___ Stored data

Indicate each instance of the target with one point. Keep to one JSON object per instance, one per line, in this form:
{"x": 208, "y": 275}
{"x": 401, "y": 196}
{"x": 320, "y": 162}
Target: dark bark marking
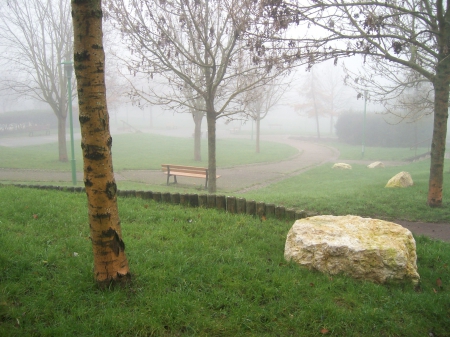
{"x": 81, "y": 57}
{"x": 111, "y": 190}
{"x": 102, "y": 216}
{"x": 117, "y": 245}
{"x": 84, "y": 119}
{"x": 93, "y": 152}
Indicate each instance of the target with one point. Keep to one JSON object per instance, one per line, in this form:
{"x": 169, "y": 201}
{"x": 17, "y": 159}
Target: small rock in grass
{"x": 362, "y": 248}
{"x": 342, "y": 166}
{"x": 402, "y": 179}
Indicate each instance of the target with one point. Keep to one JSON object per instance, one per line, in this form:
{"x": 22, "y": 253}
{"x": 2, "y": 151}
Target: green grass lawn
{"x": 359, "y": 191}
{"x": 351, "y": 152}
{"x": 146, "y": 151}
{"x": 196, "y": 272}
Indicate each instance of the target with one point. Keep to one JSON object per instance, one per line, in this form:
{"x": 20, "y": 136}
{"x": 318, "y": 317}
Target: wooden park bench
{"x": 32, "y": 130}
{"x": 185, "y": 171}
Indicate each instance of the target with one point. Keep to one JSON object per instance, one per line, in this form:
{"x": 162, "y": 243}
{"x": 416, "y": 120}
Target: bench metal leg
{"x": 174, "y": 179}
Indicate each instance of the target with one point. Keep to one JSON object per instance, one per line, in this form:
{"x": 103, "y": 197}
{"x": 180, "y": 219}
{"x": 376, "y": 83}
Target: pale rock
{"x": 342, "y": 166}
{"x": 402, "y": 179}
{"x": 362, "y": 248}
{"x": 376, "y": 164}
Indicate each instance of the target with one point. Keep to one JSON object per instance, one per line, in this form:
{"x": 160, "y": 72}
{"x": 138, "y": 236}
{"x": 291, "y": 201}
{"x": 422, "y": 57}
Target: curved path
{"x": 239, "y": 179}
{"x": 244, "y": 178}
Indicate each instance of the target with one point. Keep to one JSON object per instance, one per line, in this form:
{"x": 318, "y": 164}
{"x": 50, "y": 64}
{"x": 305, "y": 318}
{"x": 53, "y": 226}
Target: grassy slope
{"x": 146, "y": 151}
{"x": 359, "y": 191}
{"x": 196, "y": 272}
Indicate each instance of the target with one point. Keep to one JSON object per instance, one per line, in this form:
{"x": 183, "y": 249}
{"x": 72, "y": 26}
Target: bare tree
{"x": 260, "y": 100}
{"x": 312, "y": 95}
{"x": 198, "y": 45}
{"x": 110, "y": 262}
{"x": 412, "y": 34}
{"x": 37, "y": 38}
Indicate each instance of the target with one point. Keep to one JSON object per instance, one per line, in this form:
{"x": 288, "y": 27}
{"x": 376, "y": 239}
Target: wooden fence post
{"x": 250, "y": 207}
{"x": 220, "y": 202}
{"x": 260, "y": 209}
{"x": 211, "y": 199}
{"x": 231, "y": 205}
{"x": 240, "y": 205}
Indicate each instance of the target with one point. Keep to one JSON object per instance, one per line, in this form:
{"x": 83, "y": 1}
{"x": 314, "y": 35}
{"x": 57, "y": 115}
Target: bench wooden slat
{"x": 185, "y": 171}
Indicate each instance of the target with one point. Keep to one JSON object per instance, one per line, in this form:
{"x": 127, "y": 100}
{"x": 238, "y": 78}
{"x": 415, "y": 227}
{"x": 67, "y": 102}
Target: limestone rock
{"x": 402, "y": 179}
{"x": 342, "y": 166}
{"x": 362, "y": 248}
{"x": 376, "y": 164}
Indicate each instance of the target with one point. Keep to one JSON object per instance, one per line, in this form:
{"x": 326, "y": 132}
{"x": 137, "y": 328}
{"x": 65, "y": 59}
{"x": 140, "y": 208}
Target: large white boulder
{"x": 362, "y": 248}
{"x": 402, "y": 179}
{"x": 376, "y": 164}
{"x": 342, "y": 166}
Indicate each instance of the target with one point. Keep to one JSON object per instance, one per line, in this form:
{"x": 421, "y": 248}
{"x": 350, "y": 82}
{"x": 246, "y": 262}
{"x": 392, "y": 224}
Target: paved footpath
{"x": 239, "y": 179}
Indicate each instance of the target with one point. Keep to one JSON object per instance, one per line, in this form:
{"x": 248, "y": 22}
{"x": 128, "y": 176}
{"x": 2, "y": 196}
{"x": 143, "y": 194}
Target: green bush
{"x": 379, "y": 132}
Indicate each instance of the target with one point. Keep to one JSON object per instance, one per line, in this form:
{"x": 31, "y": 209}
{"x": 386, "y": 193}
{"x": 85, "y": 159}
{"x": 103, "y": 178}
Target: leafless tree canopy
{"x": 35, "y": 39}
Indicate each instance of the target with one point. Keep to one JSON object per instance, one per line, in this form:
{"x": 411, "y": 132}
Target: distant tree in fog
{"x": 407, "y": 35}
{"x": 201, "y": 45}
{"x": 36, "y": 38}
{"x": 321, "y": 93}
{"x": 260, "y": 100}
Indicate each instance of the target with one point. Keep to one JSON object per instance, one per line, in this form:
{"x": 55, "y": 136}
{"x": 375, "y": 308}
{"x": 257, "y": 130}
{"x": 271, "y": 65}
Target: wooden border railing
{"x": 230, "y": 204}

______

(What is required) Pull out every line of the rows that contains the word "rock", copying each line as it appears.

(Written answer)
Target: small rock in grass
Target: pale rock
Target: limestone rock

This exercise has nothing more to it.